> [EXERCISE DESCRIPTION]:
Convert the data below into a two-column CSV with the columns instruction and coordinates. Give one row per text paired with its answer, put each value in a single quoted field with line breaks replaced by spaces, and leave the pictures out.

** START DATASET EXCERPTS **

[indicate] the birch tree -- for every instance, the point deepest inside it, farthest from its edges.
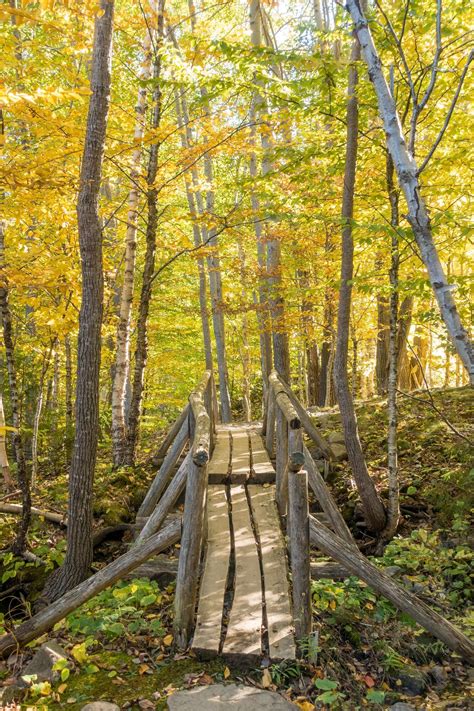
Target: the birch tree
(78, 559)
(408, 172)
(122, 355)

** END DATASET EXCERPTS **

> [SOLUTION FOR THIS TASK]:
instruction,coordinates
"[indicate] the birch tree -- for every instance, the point deepest inside it, farthest from its edges. Target: the birch tree","(78, 559) (408, 172) (122, 355)"